WHAT THIS EXERCISE ASKS>
1. Turn the paragraph of the electronics recycling text beginning "Almost 99% of the components" into a short bulleted list that keeps its main facts.
2. From the electronics recycling text, extract word for word the stretch from "Almost 99% of" through "not recycled responsibly.".
SELECTED EXTRACT below:
Electronics Recycling (E-Waste)


Used electronic equipment contains non-renewable resources such as plastic and precious metals including gold, silver, platinum, nickel, zinc, aluminium and copper. Some can be toxic to the environment if placed in landfill, like lead, mercury, phosphorus and cadmium. These substances can leak into groundwater, contaminate the soil, and enter the food chain. when electronic items are sent to landfill, the valuable resources that were used to make those products are lost forever. This means that new electronic items will continue to require mining for the non-renewable resources they contain.

Almost 99% of the components that make up a computer can be recycled. The metal is 100% recyclable, glass 99% recyclable, and plastic (apart from very small particles) 100% recyclable. Older style televisions, containing cathode ray tubes, contain up to 4 kg of lead and other materials that can be hazardous to the environment if not recycled responsibly.
End of SELECTED EXTRACT.
EXTRACTED INFORMATION below:
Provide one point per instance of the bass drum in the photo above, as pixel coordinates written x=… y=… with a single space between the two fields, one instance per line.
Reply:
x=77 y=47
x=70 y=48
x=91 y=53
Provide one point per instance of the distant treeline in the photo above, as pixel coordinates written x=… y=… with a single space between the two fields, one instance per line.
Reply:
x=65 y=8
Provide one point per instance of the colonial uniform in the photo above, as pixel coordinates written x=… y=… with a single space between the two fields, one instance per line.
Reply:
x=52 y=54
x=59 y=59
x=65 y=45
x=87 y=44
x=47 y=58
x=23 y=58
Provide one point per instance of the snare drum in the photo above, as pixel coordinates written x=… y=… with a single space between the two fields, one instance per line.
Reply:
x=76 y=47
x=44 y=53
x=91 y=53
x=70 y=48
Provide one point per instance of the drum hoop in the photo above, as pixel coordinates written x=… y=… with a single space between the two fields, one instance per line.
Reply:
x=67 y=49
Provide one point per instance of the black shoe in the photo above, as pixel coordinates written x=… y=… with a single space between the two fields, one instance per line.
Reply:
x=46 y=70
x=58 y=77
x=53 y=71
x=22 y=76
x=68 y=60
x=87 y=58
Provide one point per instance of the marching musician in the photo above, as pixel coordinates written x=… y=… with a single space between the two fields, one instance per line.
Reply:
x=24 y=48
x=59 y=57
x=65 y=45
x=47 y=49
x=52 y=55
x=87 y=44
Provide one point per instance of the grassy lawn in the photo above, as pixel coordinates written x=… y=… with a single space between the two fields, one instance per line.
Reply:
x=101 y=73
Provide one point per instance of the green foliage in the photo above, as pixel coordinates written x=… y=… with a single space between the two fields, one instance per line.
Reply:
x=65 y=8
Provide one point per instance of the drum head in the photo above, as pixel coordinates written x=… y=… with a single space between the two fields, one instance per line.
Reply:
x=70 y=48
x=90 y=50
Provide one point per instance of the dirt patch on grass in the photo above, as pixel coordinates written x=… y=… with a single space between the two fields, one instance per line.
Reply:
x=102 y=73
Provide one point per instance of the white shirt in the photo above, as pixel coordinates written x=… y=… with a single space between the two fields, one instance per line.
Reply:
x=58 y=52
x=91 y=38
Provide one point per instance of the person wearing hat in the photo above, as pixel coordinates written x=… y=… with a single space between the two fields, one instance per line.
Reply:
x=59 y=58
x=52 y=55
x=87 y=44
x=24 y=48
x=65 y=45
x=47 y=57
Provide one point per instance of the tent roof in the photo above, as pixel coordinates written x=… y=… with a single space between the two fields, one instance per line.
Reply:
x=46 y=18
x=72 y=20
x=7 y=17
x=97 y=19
End of EXTRACTED INFORMATION.
ANSWERS TO EACH TASK>
1.
- Almost 99% of a computer's components can be recycled.
- Metal is 100% recyclable, glass is 99% recyclable, and plastic is 100% recyclable apart from very small particles.
- Older televisions with cathode ray tubes contain up to 4 kg of lead and other materials that can harm the environment if not recycled responsibly.

2.
Almost 99% of the components that make up a computer can be recycled. The metal is 100% recyclable, glass 99% recyclable, and plastic (apart from very small particles) 100% recyclable. Older style televisions, containing cathode ray tubes, contain up to 4 kg of lead and other materials that can be hazardous to the environment if not recycled responsibly.